Para evitar o que ameaçava ser um desperdício escandaloso, desde 2017 as transferências são tributadas a uma taxa de 100% e são impostos limites aos salários, que não podem mais ultrapassar os 3 milhões de euros por ano. Mas os hábitos esbanjadores de outrora deixaram as equipes atoladas em dívidas, e seus proprietários, afetados pela pandemia, não têm mais a mesma capacidade de vir em seu socorro. O investimento também não é mais tão atraente, já que novas regulamentações proíbem as equipes de exibirem os nomes das empresas proprietárias.

De acordo com a agência de notícias Xinhua, em 2018 o gasto médio anual por clube na Liga foi de 140 milhões de dólares (705 milhões de reais). A maioria sofreu perdas. Mas a situação atual possa acabar sendo apenas transitória, pois as novas regras de limitação de salários e investimentos buscam que os clubes tenham saúde e possam se tornar lucrativos. E, embora em menor escala, continuam chegando contratações de renome, como o zagueiro croata Ante Majstorovic. Chegou a hora, observou a Xinhua, de “respeitar as leis do futebol e as leis do mercado, cultivar o talento dos jovens e trabalhar em longo prazo”. Afinal, o desejo de Xi de organizar e ganhar uma Copa do Mundo continua de pé.

## [Dados extraídos]
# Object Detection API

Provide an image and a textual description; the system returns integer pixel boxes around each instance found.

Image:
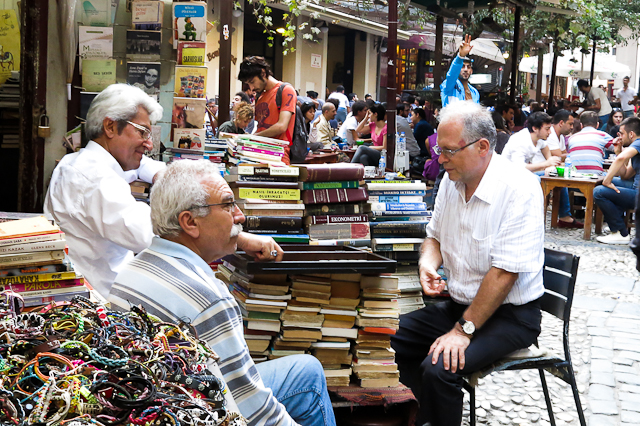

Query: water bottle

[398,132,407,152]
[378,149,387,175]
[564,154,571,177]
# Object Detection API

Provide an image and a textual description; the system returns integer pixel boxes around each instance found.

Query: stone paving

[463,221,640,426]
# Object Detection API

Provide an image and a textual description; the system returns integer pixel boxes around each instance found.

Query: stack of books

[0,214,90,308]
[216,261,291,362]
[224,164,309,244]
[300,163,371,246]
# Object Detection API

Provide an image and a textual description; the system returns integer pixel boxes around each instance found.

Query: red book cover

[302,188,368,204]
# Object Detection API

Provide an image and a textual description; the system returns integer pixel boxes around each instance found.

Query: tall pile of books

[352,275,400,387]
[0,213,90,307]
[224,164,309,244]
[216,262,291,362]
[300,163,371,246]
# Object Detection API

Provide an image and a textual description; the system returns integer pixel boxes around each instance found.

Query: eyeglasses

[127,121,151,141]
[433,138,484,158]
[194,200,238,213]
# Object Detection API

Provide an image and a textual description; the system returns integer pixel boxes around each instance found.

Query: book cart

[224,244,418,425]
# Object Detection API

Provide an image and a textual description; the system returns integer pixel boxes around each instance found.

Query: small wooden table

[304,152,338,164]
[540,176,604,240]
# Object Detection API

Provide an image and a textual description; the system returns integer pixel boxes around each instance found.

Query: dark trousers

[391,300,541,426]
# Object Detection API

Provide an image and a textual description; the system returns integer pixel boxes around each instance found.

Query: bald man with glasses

## [Problema]
Transcreva do texto sobre os clubes da Liga o trecho que vai de "Para evitar o" até "das empresas proprietárias.", sem alterar nada. O material não tem relação com o texto.

## [Resposta do exercício]
Para evitar o que ameaçava ser um desperdício escandaloso, desde 2017 as transferências são tributadas a uma taxa de 100% e são impostos limites aos salários, que não podem mais ultrapassar os 3 milhões de euros por ano. Mas os hábitos esbanjadores de outrora deixaram as equipes atoladas em dívidas, e seus proprietários, afetados pela pandemia, não têm mais a mesma capacidade de vir em seu socorro. O investimento também não é mais tão atraente, já que novas regulamentações proíbem as equipes de exibirem os nomes das empresas proprietárias.